-- TASK INPUTS --

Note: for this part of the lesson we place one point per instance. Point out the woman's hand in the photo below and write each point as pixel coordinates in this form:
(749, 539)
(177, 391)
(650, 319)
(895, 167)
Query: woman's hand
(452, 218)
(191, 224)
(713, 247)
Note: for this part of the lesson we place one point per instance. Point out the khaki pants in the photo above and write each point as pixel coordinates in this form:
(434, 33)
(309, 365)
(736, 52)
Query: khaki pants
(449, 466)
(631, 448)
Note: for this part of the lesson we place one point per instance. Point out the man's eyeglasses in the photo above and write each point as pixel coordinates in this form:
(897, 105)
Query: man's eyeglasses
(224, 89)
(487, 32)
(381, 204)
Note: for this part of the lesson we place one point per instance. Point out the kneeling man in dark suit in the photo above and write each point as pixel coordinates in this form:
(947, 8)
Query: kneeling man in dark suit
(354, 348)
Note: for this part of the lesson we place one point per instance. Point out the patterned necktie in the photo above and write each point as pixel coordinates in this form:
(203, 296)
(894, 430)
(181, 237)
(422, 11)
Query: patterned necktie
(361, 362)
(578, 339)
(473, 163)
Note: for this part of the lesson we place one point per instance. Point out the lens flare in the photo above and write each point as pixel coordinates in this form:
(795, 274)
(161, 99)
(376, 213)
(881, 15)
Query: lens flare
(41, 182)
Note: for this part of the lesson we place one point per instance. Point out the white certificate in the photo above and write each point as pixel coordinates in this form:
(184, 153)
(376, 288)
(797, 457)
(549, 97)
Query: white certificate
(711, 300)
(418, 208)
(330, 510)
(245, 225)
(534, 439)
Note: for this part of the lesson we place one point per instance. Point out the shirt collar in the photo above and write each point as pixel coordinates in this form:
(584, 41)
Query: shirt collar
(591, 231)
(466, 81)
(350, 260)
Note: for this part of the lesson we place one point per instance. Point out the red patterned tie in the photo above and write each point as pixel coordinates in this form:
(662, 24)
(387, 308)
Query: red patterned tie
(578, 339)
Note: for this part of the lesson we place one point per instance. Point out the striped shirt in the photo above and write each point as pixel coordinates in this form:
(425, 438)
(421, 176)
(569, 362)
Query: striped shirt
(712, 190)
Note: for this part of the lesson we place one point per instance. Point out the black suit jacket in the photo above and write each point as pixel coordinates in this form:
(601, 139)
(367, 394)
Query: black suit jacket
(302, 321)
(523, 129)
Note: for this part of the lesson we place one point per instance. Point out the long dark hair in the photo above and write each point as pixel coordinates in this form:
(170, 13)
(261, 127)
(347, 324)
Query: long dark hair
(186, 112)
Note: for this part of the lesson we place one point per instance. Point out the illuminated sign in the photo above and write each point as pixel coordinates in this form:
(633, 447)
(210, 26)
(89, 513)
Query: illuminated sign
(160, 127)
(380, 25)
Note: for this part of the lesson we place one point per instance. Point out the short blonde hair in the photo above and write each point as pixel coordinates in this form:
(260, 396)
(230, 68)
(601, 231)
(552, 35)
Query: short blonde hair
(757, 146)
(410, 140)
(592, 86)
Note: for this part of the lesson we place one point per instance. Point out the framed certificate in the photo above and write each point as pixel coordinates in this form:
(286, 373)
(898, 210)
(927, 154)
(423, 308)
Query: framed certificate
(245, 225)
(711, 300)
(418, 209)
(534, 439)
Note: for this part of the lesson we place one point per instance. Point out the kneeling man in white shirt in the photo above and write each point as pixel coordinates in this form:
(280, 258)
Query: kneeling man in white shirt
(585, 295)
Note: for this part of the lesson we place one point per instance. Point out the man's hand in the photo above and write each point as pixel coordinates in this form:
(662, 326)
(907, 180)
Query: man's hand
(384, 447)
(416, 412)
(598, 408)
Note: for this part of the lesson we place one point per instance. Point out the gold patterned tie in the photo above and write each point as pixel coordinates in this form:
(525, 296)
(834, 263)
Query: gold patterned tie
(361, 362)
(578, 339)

-- WORK REQUIRED --
Each line of the data is to be output exactly, with none skipped.

-- ANSWER SPACE --
Note: for this part of the lesson we place one point per instance. Point out the woman's hand in the photo below and write each point as pixel coordinates in this form:
(749, 539)
(177, 391)
(650, 319)
(895, 167)
Query: woman's hand
(452, 218)
(191, 224)
(713, 247)
Note: for this part of the lesson we place one point per instance. Point out the khaki pants in the photo above and write each point as pixel coordinates in this form:
(434, 33)
(309, 365)
(736, 52)
Query: khaki pants
(449, 466)
(631, 448)
Note: for this part of the lesson we place one point per instance. Point out the man's eyeglasses in the photo above and write each point as pixel coordinates in this form:
(897, 105)
Query: man's eyeglasses
(224, 89)
(487, 32)
(381, 204)
Note: for this part of the lesson we place one point per instance. Point out the kneeling man in dark suit in the photo above and write each point as pixel coordinates in this form:
(947, 8)
Query: kneeling man in dark suit
(354, 348)
Note: for this part of the lesson we place one point per instance. Point out the patterned necktie in the photo above and write each point as pixel coordinates in this form:
(203, 296)
(894, 430)
(181, 237)
(422, 11)
Query: patterned necktie
(361, 362)
(578, 339)
(473, 163)
Note: for this part of the lesson we place one point per instance. Point out the lens flare in the photo above and write each point as pixel coordinates in this form:
(795, 274)
(161, 99)
(376, 213)
(881, 15)
Query: lens flare
(41, 182)
Note: for this part of the lesson we place one point per instance. Point out the white certificate in the photo above and write each point as pixel coordinates in this form:
(184, 153)
(376, 288)
(797, 457)
(549, 97)
Query: white certificate
(711, 300)
(418, 208)
(330, 510)
(245, 225)
(534, 439)
Note: for this part of the lesson we place one point per instance. Point out the shirt collar in the photo above and write each point as pixel coordinates in this form:
(584, 41)
Query: shirt collar
(591, 231)
(466, 81)
(350, 260)
Note: for this part of the lesson we place one point per instance. Point out the red patterned tie in the photo above and write each point as pixel coordinates in this form:
(662, 24)
(387, 308)
Query: red patterned tie
(578, 339)
Note: for this part of the lesson we place one point per instance. Point out the striped shirt in the photo above and write each point as pixel coordinates in this form:
(425, 438)
(421, 176)
(569, 362)
Query: striped shirt
(712, 190)
Note: for this part of the lesson we place one point per instance. Point out the black suit jacket in the photo above and write each point as pixel coordinates in this form:
(601, 139)
(367, 394)
Query: black suit jacket
(302, 321)
(523, 129)
Note: for this part of the lesson we place one point per instance. Point out the long dark hair in the photo above and write each point as pixel coordinates in this form:
(170, 13)
(261, 127)
(347, 324)
Query: long dark hair
(186, 112)
Note: for this part of the lesson we place one point per instance. Point out the illuminated sign in the photo above and write each point as pixel coordinates in this form:
(633, 447)
(210, 26)
(89, 513)
Query: illuminated sign
(160, 127)
(380, 25)
Note: for this part of the lesson we place one point per instance. Point out the short blonde hair in the photo above and write each point as pixel coordinates in this form:
(260, 396)
(230, 68)
(601, 231)
(552, 35)
Query: short blonde hair
(757, 146)
(410, 140)
(592, 86)
Note: for this part of the lesson we place one point per instance. Point out the framed certificate in the photo above and write each point as pixel coordinates in this form:
(286, 373)
(898, 210)
(927, 154)
(423, 308)
Query: framed certificate
(245, 225)
(711, 300)
(418, 209)
(534, 439)
Note: for this part of the lesson we place one point per instance. Point out the kneeling man in white shirt in the photo above and write each point as pixel coordinates in this form:
(280, 258)
Query: kneeling man in white shirt
(585, 295)
Note: for this part of the lesson we place one point per instance. Point out the man's hand in the photo above and write each point as pixel coordinates in this form:
(662, 326)
(907, 180)
Query: man's hand
(384, 447)
(416, 412)
(598, 408)
Note: for this part of the lesson we place one point per instance. Point out the gold patterned tie in the photo above and write each point as pixel coordinates in this form:
(525, 296)
(834, 263)
Query: gold patterned tie
(361, 362)
(578, 339)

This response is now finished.